§ THE PROBLEM
Render the lines starting with the line containing "Where can you spot the understory" and continuing through the line containing "pixel 108 146" as a JSON list of strings, one string per line, with blank lines left out. Leave out the picture lines.

(Stored data entries)

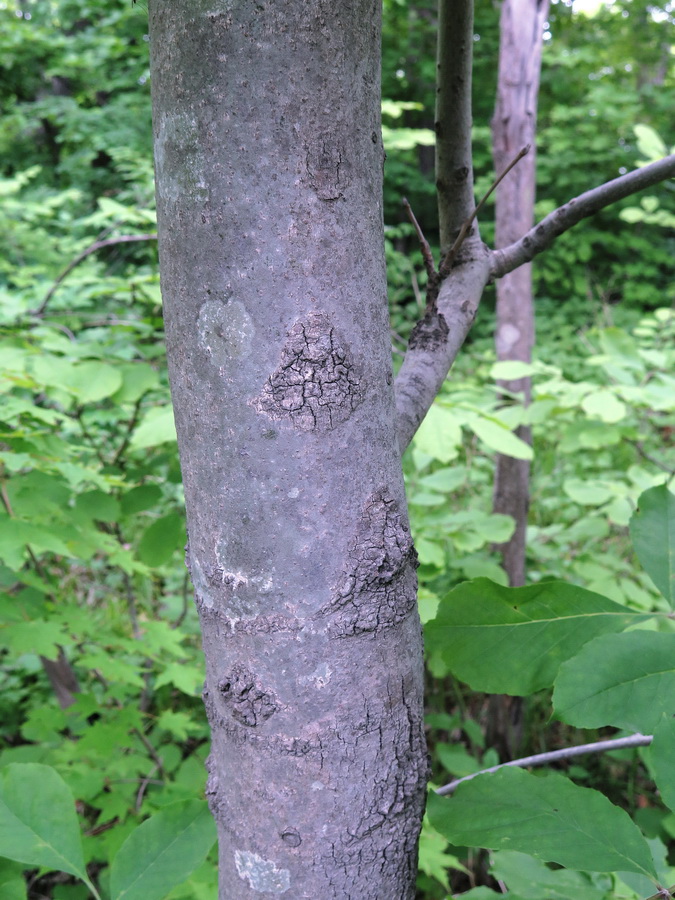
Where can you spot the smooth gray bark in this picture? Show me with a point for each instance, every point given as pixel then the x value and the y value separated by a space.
pixel 454 162
pixel 268 166
pixel 513 127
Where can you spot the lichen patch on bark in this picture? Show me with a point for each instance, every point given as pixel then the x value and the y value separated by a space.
pixel 225 332
pixel 317 385
pixel 263 875
pixel 379 583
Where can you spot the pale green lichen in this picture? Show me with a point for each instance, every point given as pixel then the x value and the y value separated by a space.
pixel 261 874
pixel 225 331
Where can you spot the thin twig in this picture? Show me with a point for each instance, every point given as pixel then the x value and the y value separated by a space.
pixel 541 759
pixel 451 255
pixel 427 255
pixel 133 422
pixel 92 248
pixel 562 219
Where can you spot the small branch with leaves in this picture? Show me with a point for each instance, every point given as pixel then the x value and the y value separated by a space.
pixel 455 289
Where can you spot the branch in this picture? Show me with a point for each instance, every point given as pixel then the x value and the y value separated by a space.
pixel 562 219
pixel 447 263
pixel 92 248
pixel 542 759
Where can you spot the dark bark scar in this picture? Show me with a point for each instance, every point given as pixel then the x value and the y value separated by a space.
pixel 249 703
pixel 430 333
pixel 379 584
pixel 317 384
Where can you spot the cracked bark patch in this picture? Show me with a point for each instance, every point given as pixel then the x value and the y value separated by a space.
pixel 248 703
pixel 317 385
pixel 326 168
pixel 378 587
pixel 430 333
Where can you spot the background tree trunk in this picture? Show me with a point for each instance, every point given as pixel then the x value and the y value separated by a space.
pixel 513 127
pixel 268 165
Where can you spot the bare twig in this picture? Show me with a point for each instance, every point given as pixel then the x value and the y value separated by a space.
pixel 562 219
pixel 542 759
pixel 92 248
pixel 429 263
pixel 133 422
pixel 451 255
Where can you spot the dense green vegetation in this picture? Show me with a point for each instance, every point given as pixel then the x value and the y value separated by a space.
pixel 91 516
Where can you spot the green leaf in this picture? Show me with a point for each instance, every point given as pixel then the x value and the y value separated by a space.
pixel 650 143
pixel 15 534
pixel 156 427
pixel 626 680
pixel 604 405
pixel 12 882
pixel 662 756
pixel 98 505
pixel 652 529
pixel 41 636
pixel 137 379
pixel 140 498
pixel 547 817
pixel 38 822
pixel 188 679
pixel 512 640
pixel 161 539
pixel 531 878
pixel 440 434
pixel 588 493
pixel 446 479
pixel 92 381
pixel 433 857
pixel 498 437
pixel 162 852
pixel 511 369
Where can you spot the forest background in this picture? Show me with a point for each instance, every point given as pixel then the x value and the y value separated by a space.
pixel 101 667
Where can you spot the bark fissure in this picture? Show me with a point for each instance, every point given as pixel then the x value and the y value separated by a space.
pixel 317 384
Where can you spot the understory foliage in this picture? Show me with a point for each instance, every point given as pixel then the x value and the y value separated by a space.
pixel 103 793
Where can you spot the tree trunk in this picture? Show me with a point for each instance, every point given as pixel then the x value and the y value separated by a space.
pixel 513 127
pixel 269 166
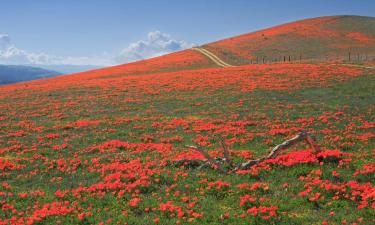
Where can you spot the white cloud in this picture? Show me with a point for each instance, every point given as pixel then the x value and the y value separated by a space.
pixel 156 44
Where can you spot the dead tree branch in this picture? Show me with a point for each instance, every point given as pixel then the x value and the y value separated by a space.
pixel 211 160
pixel 303 136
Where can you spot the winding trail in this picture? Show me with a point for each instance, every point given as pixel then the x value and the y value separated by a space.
pixel 212 56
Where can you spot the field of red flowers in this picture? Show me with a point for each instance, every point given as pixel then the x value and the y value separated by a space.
pixel 328 38
pixel 108 146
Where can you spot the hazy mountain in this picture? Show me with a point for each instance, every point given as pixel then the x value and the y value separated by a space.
pixel 17 73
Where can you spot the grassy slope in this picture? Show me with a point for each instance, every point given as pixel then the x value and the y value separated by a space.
pixel 127 111
pixel 324 38
pixel 55 155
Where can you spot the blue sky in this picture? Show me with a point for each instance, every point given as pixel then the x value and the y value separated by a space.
pixel 91 30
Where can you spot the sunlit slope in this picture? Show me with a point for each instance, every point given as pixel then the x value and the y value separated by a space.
pixel 325 39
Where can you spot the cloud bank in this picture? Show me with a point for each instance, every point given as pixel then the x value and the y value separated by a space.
pixel 156 44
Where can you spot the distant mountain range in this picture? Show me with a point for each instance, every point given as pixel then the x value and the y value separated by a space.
pixel 16 73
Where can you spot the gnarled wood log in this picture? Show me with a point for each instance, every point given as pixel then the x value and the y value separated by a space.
pixel 303 136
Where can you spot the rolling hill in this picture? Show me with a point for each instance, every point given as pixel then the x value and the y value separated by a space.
pixel 124 144
pixel 328 38
pixel 16 73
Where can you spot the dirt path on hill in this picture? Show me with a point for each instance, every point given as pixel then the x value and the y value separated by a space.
pixel 212 56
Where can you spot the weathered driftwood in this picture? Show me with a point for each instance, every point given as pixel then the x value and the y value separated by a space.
pixel 211 160
pixel 303 136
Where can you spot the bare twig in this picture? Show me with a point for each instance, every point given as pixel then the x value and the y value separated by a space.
pixel 208 157
pixel 246 165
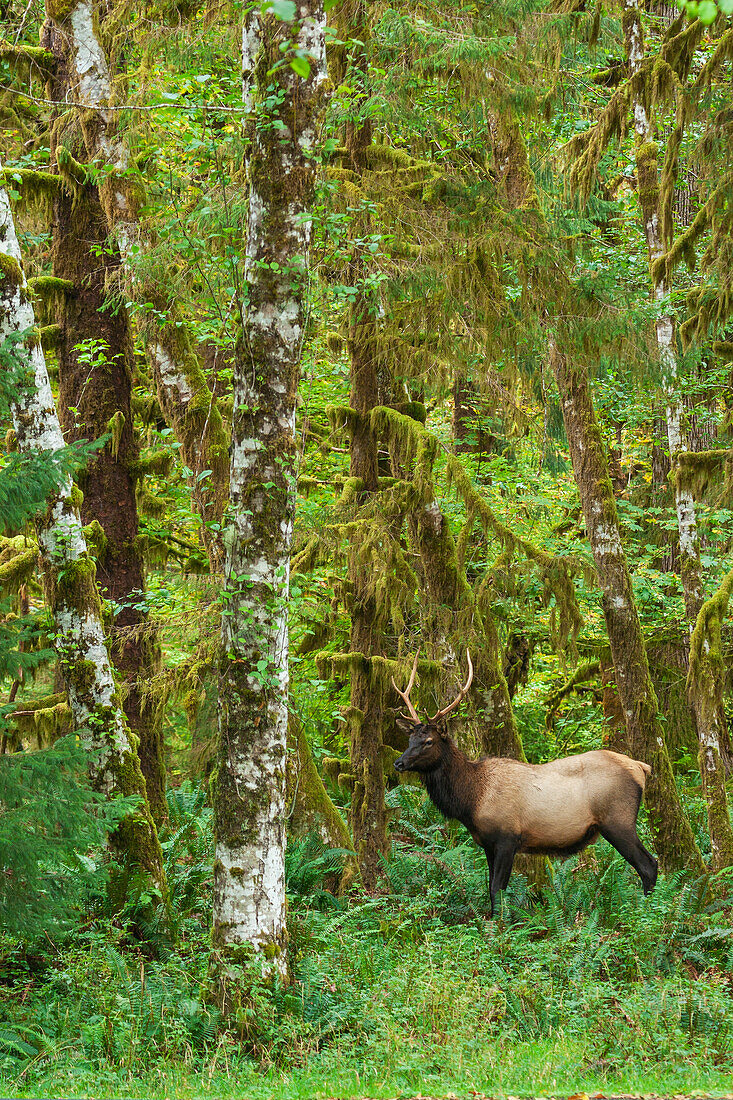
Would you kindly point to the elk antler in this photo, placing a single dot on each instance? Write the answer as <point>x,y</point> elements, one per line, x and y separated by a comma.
<point>405,694</point>
<point>460,696</point>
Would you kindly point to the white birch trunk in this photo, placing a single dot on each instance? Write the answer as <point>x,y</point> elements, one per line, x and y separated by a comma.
<point>704,692</point>
<point>691,570</point>
<point>80,641</point>
<point>187,404</point>
<point>249,800</point>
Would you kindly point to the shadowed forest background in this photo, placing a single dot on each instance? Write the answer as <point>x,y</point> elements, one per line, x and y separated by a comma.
<point>328,337</point>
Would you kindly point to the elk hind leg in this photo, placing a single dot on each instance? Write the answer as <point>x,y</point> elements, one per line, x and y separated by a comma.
<point>625,840</point>
<point>501,859</point>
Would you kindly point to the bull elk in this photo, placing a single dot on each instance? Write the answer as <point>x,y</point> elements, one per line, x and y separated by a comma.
<point>507,806</point>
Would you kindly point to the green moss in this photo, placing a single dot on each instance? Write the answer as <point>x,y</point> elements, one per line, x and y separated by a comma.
<point>51,290</point>
<point>18,564</point>
<point>76,584</point>
<point>94,534</point>
<point>26,57</point>
<point>59,10</point>
<point>51,336</point>
<point>11,273</point>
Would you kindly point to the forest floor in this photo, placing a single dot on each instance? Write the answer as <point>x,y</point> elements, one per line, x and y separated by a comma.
<point>588,988</point>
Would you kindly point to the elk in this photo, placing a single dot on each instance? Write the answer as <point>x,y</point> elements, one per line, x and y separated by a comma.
<point>509,806</point>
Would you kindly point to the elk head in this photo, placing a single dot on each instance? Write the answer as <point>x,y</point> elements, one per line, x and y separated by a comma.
<point>424,751</point>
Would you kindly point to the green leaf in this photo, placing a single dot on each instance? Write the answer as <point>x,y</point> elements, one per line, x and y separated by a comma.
<point>301,66</point>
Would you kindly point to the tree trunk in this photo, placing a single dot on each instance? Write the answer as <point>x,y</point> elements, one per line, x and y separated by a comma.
<point>711,726</point>
<point>365,715</point>
<point>674,837</point>
<point>69,581</point>
<point>188,404</point>
<point>249,787</point>
<point>95,360</point>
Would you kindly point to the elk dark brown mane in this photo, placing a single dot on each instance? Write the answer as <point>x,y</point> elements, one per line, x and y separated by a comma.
<point>509,806</point>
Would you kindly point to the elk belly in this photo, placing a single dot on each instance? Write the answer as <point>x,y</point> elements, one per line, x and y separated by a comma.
<point>556,820</point>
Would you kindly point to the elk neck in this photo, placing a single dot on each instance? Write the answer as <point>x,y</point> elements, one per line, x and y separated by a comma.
<point>452,784</point>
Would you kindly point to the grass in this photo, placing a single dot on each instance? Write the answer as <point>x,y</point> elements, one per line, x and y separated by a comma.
<point>590,988</point>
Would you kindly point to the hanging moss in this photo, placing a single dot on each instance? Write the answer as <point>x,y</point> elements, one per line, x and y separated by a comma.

§ PROBLEM SOLUTION
[
  "Where can you spot the understory foliage in this picture? Show me with a point for each instance, every point given as pixel then the x value and the y value separated by a space.",
  "pixel 103 793",
  "Where can you spot the tree trunk in this picture? Show me with a point for each instance, every point given as pixel then the x value and the y value separated by a space.",
  "pixel 513 127",
  "pixel 269 166",
  "Where can you spot the white cloud in this picture? Show me with a point for each instance, every point given as pixel then the x value and the y value separated by a space.",
  "pixel 156 44",
  "Where can you spot the dead tree branch in this picture? Show me with a point for each instance, every point given as pixel then the x value and the y value separated by a space.",
  "pixel 211 160",
  "pixel 303 136",
  "Where can you spot the winding trail in this picture? Show me with a point for each instance, every point given as pixel then the x value and the y value separated by a space.",
  "pixel 212 56",
  "Where can you spot the field of red flowers in this picture? Show me with a point for each instance, every point given as pixel then the x value and the y value separated by a space.",
  "pixel 328 38",
  "pixel 108 146"
]